Reproduce the material below verbatim, beginning with the line that contains "Spot the bare forest" and continuing through the final line of the material.

Excerpts of location labeling data:

# # # # # # #

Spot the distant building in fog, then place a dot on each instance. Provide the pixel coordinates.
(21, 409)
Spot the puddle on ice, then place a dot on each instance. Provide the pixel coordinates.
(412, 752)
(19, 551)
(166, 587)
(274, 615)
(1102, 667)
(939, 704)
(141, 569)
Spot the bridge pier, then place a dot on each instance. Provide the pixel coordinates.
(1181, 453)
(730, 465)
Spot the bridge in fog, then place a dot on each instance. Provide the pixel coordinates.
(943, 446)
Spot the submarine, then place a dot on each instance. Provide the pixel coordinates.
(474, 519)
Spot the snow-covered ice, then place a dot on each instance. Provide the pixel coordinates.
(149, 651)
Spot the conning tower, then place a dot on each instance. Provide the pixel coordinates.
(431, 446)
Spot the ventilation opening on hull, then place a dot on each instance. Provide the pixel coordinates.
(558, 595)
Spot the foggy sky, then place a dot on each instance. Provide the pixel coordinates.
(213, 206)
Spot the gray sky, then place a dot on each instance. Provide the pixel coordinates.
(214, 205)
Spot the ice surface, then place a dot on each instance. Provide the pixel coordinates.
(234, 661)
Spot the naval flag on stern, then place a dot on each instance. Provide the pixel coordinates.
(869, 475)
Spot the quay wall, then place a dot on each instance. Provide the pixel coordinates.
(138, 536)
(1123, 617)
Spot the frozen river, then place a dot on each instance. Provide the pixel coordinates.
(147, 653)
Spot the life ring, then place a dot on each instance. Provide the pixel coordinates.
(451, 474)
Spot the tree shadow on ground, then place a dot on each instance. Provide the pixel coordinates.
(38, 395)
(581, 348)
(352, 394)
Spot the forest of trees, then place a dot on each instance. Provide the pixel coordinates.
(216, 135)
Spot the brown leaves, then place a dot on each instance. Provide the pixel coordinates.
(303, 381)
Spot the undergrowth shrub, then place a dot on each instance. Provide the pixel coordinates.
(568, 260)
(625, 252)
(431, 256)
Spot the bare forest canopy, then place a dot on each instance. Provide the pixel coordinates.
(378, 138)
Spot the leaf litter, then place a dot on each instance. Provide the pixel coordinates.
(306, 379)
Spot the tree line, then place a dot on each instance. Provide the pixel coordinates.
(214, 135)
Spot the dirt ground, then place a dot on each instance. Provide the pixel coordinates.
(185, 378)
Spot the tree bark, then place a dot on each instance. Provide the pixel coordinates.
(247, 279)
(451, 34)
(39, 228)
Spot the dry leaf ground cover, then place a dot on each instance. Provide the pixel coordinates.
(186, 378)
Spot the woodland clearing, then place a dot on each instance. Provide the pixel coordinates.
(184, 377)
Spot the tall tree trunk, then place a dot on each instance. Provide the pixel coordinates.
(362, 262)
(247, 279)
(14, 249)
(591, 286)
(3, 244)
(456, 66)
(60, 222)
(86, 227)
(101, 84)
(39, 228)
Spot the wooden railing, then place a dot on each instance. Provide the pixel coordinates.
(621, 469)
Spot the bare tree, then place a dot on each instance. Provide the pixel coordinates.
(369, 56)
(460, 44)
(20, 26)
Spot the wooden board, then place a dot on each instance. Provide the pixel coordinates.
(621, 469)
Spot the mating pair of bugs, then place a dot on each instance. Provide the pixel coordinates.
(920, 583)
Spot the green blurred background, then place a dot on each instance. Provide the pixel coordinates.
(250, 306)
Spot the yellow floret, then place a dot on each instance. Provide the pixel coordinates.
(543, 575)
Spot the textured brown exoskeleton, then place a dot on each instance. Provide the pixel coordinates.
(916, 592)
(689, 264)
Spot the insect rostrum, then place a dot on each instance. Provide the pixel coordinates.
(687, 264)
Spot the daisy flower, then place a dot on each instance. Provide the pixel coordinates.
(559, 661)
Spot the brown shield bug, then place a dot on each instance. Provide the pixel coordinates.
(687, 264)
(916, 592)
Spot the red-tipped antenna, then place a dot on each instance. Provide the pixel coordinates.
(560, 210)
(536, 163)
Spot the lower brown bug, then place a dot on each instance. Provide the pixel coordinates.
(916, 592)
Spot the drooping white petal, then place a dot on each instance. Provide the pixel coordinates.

# # # # # # #

» CORRECT RESPONSE
Spot the bare forest canopy, then place a dot on each instance. Provide the pixel coordinates.
(378, 138)
Spot the leaf litter, then place a dot on each instance. Provide the pixel coordinates.
(306, 379)
Spot the tree line, then place a dot on each instance. Provide the pixel coordinates.
(214, 135)
Spot the dirt ground, then place a dot on each instance. Provide the pixel coordinates.
(185, 378)
Spot the tree bark, then place a dot on each instance. Provide the pixel coordinates.
(247, 279)
(451, 34)
(39, 228)
Spot the dry leaf ground cover, then place a dot on each instance. Provide the pixel coordinates.
(186, 378)
Spot the woodland clearing, then place a dot on each instance. Provide the pixel coordinates.
(184, 377)
Spot the tall tree trunk, then place a dot on each instance. Provide the pixel coordinates.
(362, 262)
(247, 279)
(14, 249)
(591, 286)
(3, 244)
(456, 66)
(60, 222)
(86, 227)
(101, 84)
(39, 228)
Spot the wooden railing, then place a dot on each instance. Provide the pixel coordinates.
(621, 469)
Spot the bare tree, then place a dot on each instance. Provide the pixel coordinates.
(369, 56)
(460, 44)
(20, 26)
Spot the wooden board, then place a dot on each instance. Provide the pixel coordinates.
(621, 469)
Spot the mating pair of bugs, then place a dot on each instance. Provide the pixel coordinates.
(920, 583)
Spot the green blurred background, then place a dot on each instance. Provide the pixel coordinates.
(250, 306)
Spot the yellow floret, then place a dot on each instance. Provide the pixel coordinates.
(543, 575)
Spot the textured brown exoskeleton, then place a dot on each instance. Provide the pixel coordinates.
(916, 592)
(689, 264)
Spot the insect rostrum, then place a dot on each instance. Provide the pixel coordinates.
(687, 264)
Spot the daisy flower, then place a dot on each instance. Provide the pixel coordinates.
(559, 661)
Spot the brown shield bug, then place a dot on each instance. Provide the pixel coordinates.
(687, 264)
(916, 592)
Spot the red-tipped antenna, then place a dot on each instance. Provide the pixel coordinates.
(560, 210)
(536, 163)
Spot the lower brown bug, then place a dot on each instance. Provide the pixel coordinates.
(916, 592)
Spot the drooping white petal, then place a dot on each instance. Provide the pixel coordinates.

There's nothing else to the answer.